◆ **Passage shown**
● ● ● ●

Next I go to 1212 West End St. to check out Siegel's apartment.


I find nothing here except a broad's photograph and an address - 520 S. Kedzie. I go there next.


The door's locked, but I can shoot my way in. This doesn't spook the cab driver at all.


There are a few things in here - a familiar scent of perfume, an earring, an unmarked key, a combination "33-24-36" written on a pad of paper, and a diary with the letters "M.V." embossed on the front, accounting the owner's past relation with Joe Siegel, and an ongoing affair with one John Sternwood.

The key opens Dr. Brody's office. Why does she have a key to this?

 

Two marked vials are here - one labeled Sodium Bicarbonate, another "SPECIMEN - 11/13 Todd Zipman." The cabinet here is combination-locked, and M.V.'s combination doesn't work, but my last bullet does, and there are many files inside:

  • Multiple orders of sodium pentothal for Joe Siegel, all handled by Marsha Vickers.
  • A carbon-copy of the pharmacy bill found in Siegel's office.
  • Several drug cards, starting with one on sodium bicarbonate. An alkaline gas relief solution. What kind of a pharmacist needs to keep a file to remember what that is?
  • Biosodiumitis - An antidote to diethanol trimene.
  • Diethanol trimene - An experimental memory-loss drug.
  • Sodium pentathol - Lowers inhibitions, and induces unconsciousness and veracious verbosity. Wrong, guys, that's hypnotism... though they do spell it wrong here.
  • Chemopapain - Pyschoactive euphoric drug.
  • Medrezine - Nerve gas counteragent.
  • Ofreeall - Anti-arrhythmic heart medication.
  • Several deranged memos detailing symptoms of conditions such as "cardiovascular shutdown" (e.g. death).
  • A copy of an advisory to Mr. Ace Harding, recommending that I quit smoking.
 

The key also unlocks my own office.


There are spare bullets in the desk, and some notes in the filing cabinet.

  • "Sugar Shack" has it in for Siegel. Reason unknown.
  • Some case notes concerning a blackmail against the alderman. Sugar Shack was the culprit, and our evidence put her away for a nickel.
  • Lastly, a letter from presumably Joe Siegel, asking me to kidnap a wealthy lady.

● ● ● ●

◆ **Supplied information**
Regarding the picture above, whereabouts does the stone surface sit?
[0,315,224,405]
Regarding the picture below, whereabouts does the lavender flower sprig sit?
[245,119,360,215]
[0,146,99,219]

● ● ● ●

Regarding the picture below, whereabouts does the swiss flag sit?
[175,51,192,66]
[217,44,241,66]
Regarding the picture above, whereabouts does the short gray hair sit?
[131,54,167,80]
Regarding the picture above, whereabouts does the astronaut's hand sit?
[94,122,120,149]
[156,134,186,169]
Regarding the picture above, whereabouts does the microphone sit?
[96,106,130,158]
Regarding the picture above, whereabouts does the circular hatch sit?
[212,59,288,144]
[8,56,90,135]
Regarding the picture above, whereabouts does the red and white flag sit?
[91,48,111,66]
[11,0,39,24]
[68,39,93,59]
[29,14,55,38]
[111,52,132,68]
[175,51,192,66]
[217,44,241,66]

● ● ● ●

◆ **Work order 1**
In the walkthrough, what combination is written on the pad of paper?
◆ **Work order 2**
Decide whether each statement agrees with the walkthrough, and answer yes or no with the deciding words quoted from it: (a) The door at 520 S. Kedzie is unlocked. (b) M.V.'s combination opens the cabinet in Dr. Brody's office. (c) The key also opens the narrator's own office.
◆ **Work order 3**
Copy the stretch of the walkthrough from "I find nothing" through "driver at all.".
The entries have no connection to the walkthrough.

◆ **Expected answer 1**
The combination is "33-24-36".

◆ **Expected answer 2**
(a) No: "The door's locked, but I can shoot my way in."
(b) No: "M.V.'s combination doesn't work, but my last bullet does"
(c) Yes: "The key also unlocks my own office."

◆ **Expected answer 3**
I find nothing here except a broad's photograph and an address - 520 S. Kedzie. I go there next.


The door's locked, but I can shoot my way in. This doesn't spook the cab driver at all.